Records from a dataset
──────

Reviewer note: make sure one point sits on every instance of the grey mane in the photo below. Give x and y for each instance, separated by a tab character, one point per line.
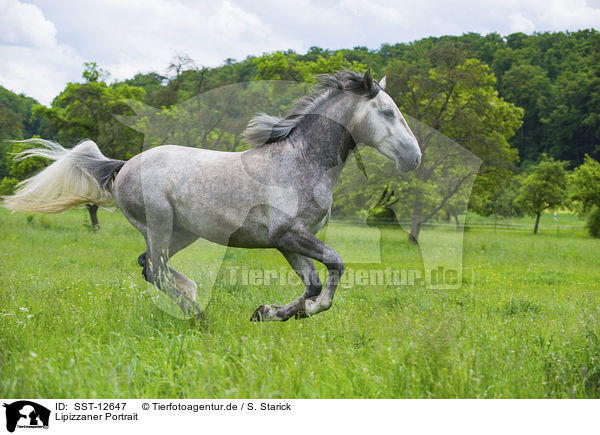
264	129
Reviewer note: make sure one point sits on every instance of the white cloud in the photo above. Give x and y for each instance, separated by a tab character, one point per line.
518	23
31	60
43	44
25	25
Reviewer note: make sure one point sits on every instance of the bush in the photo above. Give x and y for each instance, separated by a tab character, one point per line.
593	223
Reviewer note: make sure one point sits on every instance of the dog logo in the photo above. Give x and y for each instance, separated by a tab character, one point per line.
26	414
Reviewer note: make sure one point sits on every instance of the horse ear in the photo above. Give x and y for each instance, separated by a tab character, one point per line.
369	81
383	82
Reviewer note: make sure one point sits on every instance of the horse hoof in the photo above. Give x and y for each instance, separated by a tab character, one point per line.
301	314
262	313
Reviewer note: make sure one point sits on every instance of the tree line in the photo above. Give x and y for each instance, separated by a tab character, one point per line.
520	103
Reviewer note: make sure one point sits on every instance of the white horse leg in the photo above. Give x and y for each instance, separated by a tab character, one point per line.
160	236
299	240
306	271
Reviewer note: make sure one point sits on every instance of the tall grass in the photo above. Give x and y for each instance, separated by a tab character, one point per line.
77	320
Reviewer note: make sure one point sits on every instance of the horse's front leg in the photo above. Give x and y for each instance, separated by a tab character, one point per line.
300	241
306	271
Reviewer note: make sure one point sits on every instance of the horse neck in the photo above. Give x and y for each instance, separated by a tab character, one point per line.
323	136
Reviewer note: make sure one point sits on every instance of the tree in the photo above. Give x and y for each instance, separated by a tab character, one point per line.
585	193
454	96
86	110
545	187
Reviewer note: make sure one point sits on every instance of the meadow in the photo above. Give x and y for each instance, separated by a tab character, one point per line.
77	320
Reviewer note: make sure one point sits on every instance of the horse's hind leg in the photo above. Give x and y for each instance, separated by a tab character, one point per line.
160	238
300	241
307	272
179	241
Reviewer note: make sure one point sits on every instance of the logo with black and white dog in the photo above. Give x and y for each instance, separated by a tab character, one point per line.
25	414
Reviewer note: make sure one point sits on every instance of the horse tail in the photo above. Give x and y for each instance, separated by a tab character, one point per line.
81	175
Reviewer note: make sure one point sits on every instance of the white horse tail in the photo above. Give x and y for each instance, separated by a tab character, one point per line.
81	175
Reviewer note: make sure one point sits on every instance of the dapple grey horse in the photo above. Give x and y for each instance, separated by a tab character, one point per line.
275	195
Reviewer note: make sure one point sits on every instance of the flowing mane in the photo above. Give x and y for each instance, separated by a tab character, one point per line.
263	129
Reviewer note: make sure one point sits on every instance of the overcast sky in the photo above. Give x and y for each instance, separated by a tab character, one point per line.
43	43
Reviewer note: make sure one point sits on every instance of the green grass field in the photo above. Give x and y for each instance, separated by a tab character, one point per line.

──────

Objective :: Omit every image. Quote each record exactly.

Result below ::
Reviewer note: make sure one point sits on every instance of the grey mane in the photo below. Give x and y for each instance, separated by a tab character, one point per line.
264	129
Reviewer note: make sure one point sits on every instance of the white cloud in the photo above. Give x and y for each instance, separated by a tab character, one point per line.
518	23
31	60
43	44
25	25
Reviewer note: make sure one point sits on every instance of the bush in the photo above. Give x and y for each instance, separated by a tab character, one point per line.
593	223
Reviewer note: make sure one point sits on every instance of the dog logo in the photo above. Give x and y for each instance, separated by a tab character, one point per line.
26	414
Reviewer note: make sure one point sits on every instance of the horse ear in the photo above. Give x and y for each instance, separated by a tab character, one point per line.
369	81
383	82
Reviewer note: make sure one point sits on every instance of the horse hoof in the photo above. Give x and y for each instance, separated by a tab character, one point per line.
301	314
262	313
Reviewer note: make sure one point sits on every instance of the tree line in the photo above. Give x and y for each instance, separated by a tab character, one point per line.
520	103
Reviewer note: make sure one point sits on every instance of the white horse leg in the photo above. Give x and y for each instance, separated by a tab character, one point per line.
160	236
299	240
306	271
Reviewer note: make sure one point sits on every instance of the tall grass in the photo above. Give x and y for each instance, separated by a tab character, one point per line.
77	320
Reviewer note: make sure one point sits on every instance of the horse's front leg in the photo above. Give x and y for each instance, separated by a tab character, one point per line.
300	241
306	271
Reviewer note: make sure one point sits on every instance of the horse neck in the photo above. Give x and y for each instance, separated by a tab character, one point per line.
323	136
Reviewer note: make sure one point sits on every instance of the tree in the photo above. Give x and y for each instance, separated by a tab character, one point per line.
585	193
454	96
86	110
545	187
Reviewer note: make sure one point sits on every instance of the meadow in the photo above. Give x and y for each instance, separated by a tab character, one point per line.
77	320
Reviewer note: make sure one point sits on every instance of the horse's hind leg in the photo above. Give x and y for each instance, separated by a tab character, one point per line.
160	238
300	241
307	272
179	241
Reviewer note: make sure one point sits on every instance of the logo with black and white dog in the photo above. Give x and y for each instance, separated by a tab character, one point per line.
25	414
Reviewer note: make sure one point sits on every instance of the horse tail in the photo above. Give x and y for each instance, separated by a tab character, one point per line.
81	175
Reviewer note: make sure one point sits on every instance of the white horse tail in the photo above. Give x and y for each instance, separated by a tab character, one point per line.
81	175
Reviewer note: make sure one point sits on every instance of the dapple grey horse in the photo above. Give x and y for each instance, separated by a tab character, one point per line.
275	195
Reviewer note: make sure one point sits on every instance of the flowing mane in the photo above. Give x and y for each instance, separated by a tab character, one point per line.
263	129
Reviewer note: make sure one point sits on every instance of the overcast sky in the photo above. Give x and y for each instance, separated by a tab character, one point per line.
43	43
Reviewer note: make sure one point sits on every instance of the green grass field in the photo above. Give x and y for each instance, separated by a tab character, one point per line.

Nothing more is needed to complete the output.